** WHAT YOU WILL DO **
1 > According to the Platform for Situated Intelligence passage, what does the runtime use event-time propagation and synchronization to do? List each purpose.
2 > Reproduce the part of the Platform for Situated Intelligence passage between "This was a fun" and "before Chat GPT.", inclusive.
3 > Carry on the Platform for Situated Intelligence passage from the point where it stops.

** PASSAGE FOR REVIEW **
* * * *
Platform for Situated Intelligence (\psi) is an elegant and powerful open framework for development and research of Embodied AI systems, written in C#. It includes an incredibly fast stream-based runtime that runs computation graphs with maximum parallelism, allowing for multi-threaded, multi-process (with shared memory) and multi-machine (with UDP) configurations. The runtime can stream data without performing any memory allocations at steady state, a critical property for achieving consistent throughput. It uses event-time propagation and synchronization to enforce causal coherence, prioritize execution, handle cycles and provide shared-state synchronization. It comes with a declarative programming model and language-integrated operators for aggregating arbitrary, stateful computation modules into stream-processing graphs. And it provides an incredibly rich, customizable and extensible set of visualization and annotation tools (audio, image, point clouds and much more), for both online and offline data. That’s a lot to unpack, so check it out here: repo, paper, paper.
This was a fun little project designed to demonstrate the real-time properties of \psi. The wheeled platform was built for less than $100. \psi was running on-board, on a Surface tablet mounted on top. Real-time obstacle detection, including negative obstacles (drops), enabled the robot to move fast on a table without falling off the edge. Language understanding provided the means to command the robot, and speech-to-speech chat provided access to Wikipedia information. All before Chat GPT.
* * * *
** SOURCE MATERIAL **
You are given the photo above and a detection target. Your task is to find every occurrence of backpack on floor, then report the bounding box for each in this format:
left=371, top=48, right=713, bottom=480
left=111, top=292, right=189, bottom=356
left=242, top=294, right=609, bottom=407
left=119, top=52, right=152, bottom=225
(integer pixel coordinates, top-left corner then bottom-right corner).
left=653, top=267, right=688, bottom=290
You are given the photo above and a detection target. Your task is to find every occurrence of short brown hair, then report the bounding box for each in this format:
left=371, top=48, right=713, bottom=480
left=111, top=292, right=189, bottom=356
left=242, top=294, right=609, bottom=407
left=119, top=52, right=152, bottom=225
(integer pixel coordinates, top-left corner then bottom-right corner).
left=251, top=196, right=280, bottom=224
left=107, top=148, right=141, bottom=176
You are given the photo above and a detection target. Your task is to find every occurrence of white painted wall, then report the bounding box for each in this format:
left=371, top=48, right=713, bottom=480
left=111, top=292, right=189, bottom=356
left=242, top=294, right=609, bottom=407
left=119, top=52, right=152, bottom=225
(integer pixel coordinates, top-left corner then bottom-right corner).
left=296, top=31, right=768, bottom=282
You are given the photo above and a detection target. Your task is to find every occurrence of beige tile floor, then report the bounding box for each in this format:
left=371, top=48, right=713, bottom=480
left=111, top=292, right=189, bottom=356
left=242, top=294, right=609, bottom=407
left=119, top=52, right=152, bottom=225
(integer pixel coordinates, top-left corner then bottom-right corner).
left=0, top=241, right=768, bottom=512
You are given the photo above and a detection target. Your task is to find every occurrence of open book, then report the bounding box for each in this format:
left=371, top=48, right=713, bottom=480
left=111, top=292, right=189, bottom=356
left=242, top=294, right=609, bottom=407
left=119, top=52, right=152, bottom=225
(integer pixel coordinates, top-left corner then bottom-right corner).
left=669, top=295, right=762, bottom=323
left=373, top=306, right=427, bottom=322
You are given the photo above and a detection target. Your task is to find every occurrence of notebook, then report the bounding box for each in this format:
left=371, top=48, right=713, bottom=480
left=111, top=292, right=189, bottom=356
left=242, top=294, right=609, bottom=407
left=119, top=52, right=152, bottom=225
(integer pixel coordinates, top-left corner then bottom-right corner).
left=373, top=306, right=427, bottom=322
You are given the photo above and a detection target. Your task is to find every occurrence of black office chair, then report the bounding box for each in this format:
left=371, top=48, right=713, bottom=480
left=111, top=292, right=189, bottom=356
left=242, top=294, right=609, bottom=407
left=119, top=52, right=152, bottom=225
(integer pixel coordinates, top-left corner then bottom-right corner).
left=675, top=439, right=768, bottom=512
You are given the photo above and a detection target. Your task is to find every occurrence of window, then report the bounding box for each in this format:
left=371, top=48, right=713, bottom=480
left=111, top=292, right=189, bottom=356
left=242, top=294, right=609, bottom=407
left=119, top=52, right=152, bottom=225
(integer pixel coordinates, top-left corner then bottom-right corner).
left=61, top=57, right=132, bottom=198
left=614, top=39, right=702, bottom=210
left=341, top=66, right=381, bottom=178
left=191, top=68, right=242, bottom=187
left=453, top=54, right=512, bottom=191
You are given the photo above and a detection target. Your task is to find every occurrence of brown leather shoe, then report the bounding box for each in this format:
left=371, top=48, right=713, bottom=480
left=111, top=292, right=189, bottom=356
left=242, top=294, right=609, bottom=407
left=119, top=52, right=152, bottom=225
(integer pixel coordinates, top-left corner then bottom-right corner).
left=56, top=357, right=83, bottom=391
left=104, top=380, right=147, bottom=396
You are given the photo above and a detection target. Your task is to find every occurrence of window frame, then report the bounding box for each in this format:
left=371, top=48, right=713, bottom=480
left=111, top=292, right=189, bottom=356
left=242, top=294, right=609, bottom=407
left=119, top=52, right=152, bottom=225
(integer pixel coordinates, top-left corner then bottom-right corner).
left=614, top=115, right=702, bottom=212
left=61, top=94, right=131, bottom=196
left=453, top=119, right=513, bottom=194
* * * *
** ANSWER SET **
1 >
- Enforce causal coherence
- Prioritize execution
- Handle cycles
- Provide shared-state synchronization

2 >
This was a fun little project designed to demonstrate the real-time properties of \psi. The wheeled platform was built for less than $100. \psi was running on-board, on a Surface tablet mounted on top. Real-time obstacle detection, including negative obstacles (drops), enabled the robot to move fast on a table without falling off the edge. Language understanding provided the means to command the robot, and speech-to-speech chat provided access to Wikipedia information. All before Chat GPT.

3 >
Can a robot learn a new task from a single human demonstration, and can we trust the outcome of the learning process? One possible approach, employed here, is to restrict robot behavior to a set of well-tested visuomotor skills, and use demonstrations to generate human-readable task execution programs over these skills. The programs can then be rapidly inspected, verified and refined, incorporating further demonstrations if necessary. Using a program synthesis approach, we were able to generate programs from just one or a handful of demonstrations performed using a touch-based tablet interface. The use of the touch-based interface increased their expressiveness, reducing the number of demonstrations required compared to kinestetic teaching or teleoperation of a real robot.
Autonomously navigating indoors, where GPS and maps are not available, requires a robot to build and maintain a map of the environment by itself, a problem known as Simultaneous Localization and Mapping (SLAM). Traditionally this has been solved using accurate but expensive laser range scanners (LIDARs). We developed a complete mapping and navigation system that uses a commodity depth sensor like Microsoft Kinect as its sole source of range data instead, and showed that it achieves performance comparable to state-of-the-art systems that use laser scanners. Commodity depth sensors are inexpensive, easy to use and have high resolution, but suffer from high noise, shorter range and a limiting field of view. Despite these limitations, our method generates accurate 2D maps of large spaces, enabling robust navigation in changing and dynamic environments (project page, paper).